GESTELLTE AUFGABE 1:
Übersetze den Satz „Die Staaten mussten notgedrungen Erste Hilfe leisten, um den Finanzsektor zu retten.“ aus dem Text über die Banker ins Englische.
GESTELLTE AUFGABE 2:
Gib aus dem Text über die Banker den Abschnitt von „Banker sind wie“ bis „nachträglich ins Gesicht.“ wortgetreu wieder.

VORLIEGENDER TEXT:

'''

Banker sind wie Süchtige. Ihr Stoff ist nicht Heroin oder Kokain, sondern die Gier - die Gier nach Rendite. Und wie alle Abhängigen brauchen sie täglich eine bestimmte Dosis. Um das nötige Quantum zu bekommen, tun sie fast alles. Die Sucht der Banker führte schon vor Jahren zu einem gravierenden Realitätsverlust, weil ihre Aufmerksamkeit bloß noch dem Stoff galt. 2008 setzten sie sich dann kollektiv den "goldenen Schuss". Folge eines lang anhaltenden Drogenmissbrauchs. Die Staaten mussten notgedrungen Erste Hilfe leisten, um den Finanzsektor zu retten. Nun geht es den Süchtigen wieder besser, trotzdem machen sie weiter wie zuvor. Sie tun so, als ob nie etwas gewesen wäre. Schlimmer: Sie treten den Hilfeleistenden nachträglich ins Gesicht.

'''

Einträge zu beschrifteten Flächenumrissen
'''

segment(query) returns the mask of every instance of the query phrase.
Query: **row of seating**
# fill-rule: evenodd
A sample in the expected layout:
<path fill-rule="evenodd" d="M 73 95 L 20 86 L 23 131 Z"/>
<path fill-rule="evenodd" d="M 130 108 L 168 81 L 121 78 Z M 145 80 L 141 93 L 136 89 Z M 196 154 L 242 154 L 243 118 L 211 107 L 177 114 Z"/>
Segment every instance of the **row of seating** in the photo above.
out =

'''

SCHRIFTLICHE ANTWORT 1:
The states had no choice but to administer first aid in order to rescue the financial sector.

SCHRIFTLICHE ANTWORT 2:
Banker sind wie Süchtige. Ihr Stoff ist nicht Heroin oder Kokain, sondern die Gier - die Gier nach Rendite. Und wie alle Abhängigen brauchen sie täglich eine bestimmte Dosis. Um das nötige Quantum zu bekommen, tun sie fast alles. Die Sucht der Banker führte schon vor Jahren zu einem gravierenden Realitätsverlust, weil ihre Aufmerksamkeit bloß noch dem Stoff galt. 2008 setzten sie sich dann kollektiv den "goldenen Schuss". Folge eines lang anhaltenden Drogenmissbrauchs. Die Staaten mussten notgedrungen Erste Hilfe leisten, um den Finanzsektor zu retten. Nun geht es den Süchtigen wieder besser, trotzdem machen sie weiter wie zuvor. Sie tun so, als ob nie etwas gewesen wäre. Schlimmer: Sie treten den Hilfeleistenden nachträglich ins Gesicht.